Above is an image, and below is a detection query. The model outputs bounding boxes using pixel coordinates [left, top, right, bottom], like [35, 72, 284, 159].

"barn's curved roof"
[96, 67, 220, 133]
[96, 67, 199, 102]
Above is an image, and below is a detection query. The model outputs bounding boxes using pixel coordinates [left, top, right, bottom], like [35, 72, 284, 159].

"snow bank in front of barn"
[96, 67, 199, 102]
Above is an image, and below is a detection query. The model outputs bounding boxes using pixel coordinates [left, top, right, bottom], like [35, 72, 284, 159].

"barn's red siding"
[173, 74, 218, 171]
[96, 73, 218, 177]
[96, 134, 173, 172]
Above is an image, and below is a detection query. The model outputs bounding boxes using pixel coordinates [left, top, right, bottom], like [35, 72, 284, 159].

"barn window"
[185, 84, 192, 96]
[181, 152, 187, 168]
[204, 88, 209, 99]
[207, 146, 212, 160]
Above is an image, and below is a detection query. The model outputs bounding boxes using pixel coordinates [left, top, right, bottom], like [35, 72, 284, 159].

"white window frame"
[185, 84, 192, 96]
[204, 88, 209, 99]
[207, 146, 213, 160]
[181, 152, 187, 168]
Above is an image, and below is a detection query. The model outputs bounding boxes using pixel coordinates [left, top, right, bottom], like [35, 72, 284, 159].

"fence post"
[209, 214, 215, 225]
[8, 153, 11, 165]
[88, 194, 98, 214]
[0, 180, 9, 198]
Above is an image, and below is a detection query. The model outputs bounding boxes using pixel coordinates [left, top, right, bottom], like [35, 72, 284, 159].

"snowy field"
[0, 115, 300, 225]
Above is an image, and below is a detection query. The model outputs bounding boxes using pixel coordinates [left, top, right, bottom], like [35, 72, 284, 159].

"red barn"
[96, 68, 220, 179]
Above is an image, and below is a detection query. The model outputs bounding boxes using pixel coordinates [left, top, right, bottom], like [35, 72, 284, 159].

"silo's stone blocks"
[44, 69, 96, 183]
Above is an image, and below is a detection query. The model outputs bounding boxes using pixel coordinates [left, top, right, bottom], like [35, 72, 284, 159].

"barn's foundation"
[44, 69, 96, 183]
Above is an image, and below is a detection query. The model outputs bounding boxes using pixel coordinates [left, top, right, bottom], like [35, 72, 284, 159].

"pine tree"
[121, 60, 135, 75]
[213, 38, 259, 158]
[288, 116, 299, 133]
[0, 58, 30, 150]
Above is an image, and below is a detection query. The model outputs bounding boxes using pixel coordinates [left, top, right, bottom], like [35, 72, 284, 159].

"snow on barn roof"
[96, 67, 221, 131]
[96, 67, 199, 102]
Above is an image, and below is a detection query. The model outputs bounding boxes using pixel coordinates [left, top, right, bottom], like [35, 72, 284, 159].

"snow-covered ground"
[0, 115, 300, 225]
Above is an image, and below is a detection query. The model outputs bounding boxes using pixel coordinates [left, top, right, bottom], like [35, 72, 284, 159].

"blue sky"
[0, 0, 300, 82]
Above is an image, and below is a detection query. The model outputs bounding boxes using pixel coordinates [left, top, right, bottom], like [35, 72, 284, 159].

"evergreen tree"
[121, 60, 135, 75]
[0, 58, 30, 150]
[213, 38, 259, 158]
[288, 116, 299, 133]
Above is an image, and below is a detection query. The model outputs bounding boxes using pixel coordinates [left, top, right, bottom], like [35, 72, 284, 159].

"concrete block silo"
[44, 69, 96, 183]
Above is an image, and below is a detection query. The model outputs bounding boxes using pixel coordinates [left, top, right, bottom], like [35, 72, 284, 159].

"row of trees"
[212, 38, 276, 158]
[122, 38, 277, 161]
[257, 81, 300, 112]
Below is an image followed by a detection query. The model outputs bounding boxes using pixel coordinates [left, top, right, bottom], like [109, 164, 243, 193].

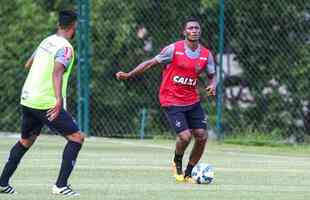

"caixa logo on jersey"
[173, 76, 197, 86]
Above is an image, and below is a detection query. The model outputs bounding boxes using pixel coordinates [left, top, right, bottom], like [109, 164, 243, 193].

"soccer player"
[0, 10, 84, 196]
[116, 19, 216, 183]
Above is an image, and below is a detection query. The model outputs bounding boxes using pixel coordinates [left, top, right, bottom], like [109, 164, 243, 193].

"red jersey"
[159, 40, 209, 106]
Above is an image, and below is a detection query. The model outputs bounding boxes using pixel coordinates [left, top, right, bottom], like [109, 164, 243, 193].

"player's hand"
[206, 84, 216, 96]
[46, 99, 62, 121]
[115, 71, 130, 80]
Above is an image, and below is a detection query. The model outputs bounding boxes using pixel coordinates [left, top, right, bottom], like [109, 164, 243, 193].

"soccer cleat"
[0, 185, 17, 194]
[184, 176, 197, 184]
[171, 162, 184, 183]
[52, 185, 80, 196]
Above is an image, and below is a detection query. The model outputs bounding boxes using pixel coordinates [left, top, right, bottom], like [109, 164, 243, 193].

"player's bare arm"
[116, 58, 159, 80]
[47, 62, 65, 121]
[206, 73, 216, 96]
[25, 56, 33, 69]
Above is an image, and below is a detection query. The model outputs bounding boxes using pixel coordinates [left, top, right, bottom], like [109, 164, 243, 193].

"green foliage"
[225, 0, 310, 140]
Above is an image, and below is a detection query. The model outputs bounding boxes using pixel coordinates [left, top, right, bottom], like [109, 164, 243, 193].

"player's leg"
[42, 110, 84, 195]
[0, 107, 43, 194]
[185, 103, 208, 177]
[165, 106, 191, 182]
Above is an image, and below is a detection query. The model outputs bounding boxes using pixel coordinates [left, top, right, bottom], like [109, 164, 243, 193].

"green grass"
[0, 136, 310, 200]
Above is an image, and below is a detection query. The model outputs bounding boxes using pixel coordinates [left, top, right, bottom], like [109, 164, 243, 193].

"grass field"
[0, 136, 310, 200]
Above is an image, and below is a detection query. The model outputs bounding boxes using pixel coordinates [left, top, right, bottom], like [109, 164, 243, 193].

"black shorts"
[164, 102, 207, 133]
[21, 105, 79, 139]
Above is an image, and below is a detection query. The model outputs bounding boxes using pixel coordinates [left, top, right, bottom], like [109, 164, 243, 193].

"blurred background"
[0, 0, 310, 143]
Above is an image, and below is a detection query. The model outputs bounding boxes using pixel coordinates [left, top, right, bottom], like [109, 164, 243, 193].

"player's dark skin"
[116, 21, 216, 172]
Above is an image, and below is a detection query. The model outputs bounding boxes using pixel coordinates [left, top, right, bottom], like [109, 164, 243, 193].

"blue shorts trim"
[164, 102, 207, 134]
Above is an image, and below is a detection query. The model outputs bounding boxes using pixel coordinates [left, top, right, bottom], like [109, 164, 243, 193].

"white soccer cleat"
[52, 185, 80, 196]
[0, 185, 17, 194]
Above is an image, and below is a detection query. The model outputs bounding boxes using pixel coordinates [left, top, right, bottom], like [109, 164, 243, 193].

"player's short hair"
[183, 17, 201, 30]
[58, 10, 77, 29]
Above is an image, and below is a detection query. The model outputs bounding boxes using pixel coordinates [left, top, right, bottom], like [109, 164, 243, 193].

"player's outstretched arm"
[206, 74, 216, 96]
[116, 58, 159, 80]
[25, 56, 33, 69]
[47, 62, 65, 121]
[25, 51, 36, 69]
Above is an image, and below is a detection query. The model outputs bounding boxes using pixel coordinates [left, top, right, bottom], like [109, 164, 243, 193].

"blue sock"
[56, 141, 82, 187]
[0, 141, 28, 186]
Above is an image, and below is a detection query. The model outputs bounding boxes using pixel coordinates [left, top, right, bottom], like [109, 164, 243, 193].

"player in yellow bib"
[0, 11, 84, 196]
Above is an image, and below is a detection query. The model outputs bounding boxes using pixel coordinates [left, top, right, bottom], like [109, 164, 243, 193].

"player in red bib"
[116, 19, 216, 183]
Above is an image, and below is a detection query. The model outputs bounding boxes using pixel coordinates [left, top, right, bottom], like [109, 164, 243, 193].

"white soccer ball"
[192, 163, 214, 184]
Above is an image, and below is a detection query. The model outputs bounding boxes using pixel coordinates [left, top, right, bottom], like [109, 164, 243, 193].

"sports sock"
[173, 153, 183, 174]
[56, 141, 82, 187]
[0, 141, 28, 187]
[184, 164, 194, 177]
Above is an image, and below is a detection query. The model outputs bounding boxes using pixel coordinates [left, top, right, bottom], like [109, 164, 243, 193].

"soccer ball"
[192, 163, 214, 184]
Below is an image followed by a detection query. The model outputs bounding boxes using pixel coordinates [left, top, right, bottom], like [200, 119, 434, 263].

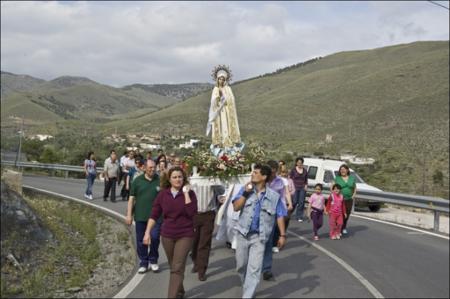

++++++++++

Exercise task: Reproduce the records word for word, from their first line up to and including the line with "[0, 180, 9, 198]".

Written answer:
Above is an image, and below is a detection query. The model outputs bounding boxes using pixel coordinates [left, top, right, bottom], like [35, 72, 284, 159].

"barn's curved roof"
[96, 67, 220, 133]
[96, 67, 199, 102]
Above is an image, and below is a detection query. The model outputs bounding boxes using pixel coordinates [left, top, right, bottom], like [35, 72, 284, 159].

"snow bank in front of barn"
[96, 67, 199, 102]
Above is an image, and below is a detection query. The model outputs bounding boxes using pixel coordinates [left, top, right, bottom], like [35, 72, 284, 159].

"barn's red siding"
[173, 74, 218, 171]
[96, 73, 218, 177]
[96, 134, 173, 172]
Above is an image, and below is a detection query. The model outputs bounding boxes using pixel coordinates [left, top, right, bottom], like [35, 72, 284, 159].

"barn window"
[185, 84, 192, 96]
[181, 152, 187, 168]
[204, 88, 209, 99]
[207, 146, 212, 160]
Above is an image, and below is a detection query. The model outputs bounding boxes using pixel coordinates [left, top, right, bottom], like [35, 72, 284, 159].

"white window frame"
[185, 84, 192, 96]
[204, 88, 209, 99]
[207, 146, 213, 160]
[181, 152, 187, 168]
Above is an image, and below is a detection query. The model outputs bounding boxes using pixel coordinates [left, top, right, bottom], like [35, 72, 284, 159].

"fence post"
[209, 214, 215, 225]
[8, 153, 11, 165]
[88, 194, 98, 214]
[0, 180, 9, 198]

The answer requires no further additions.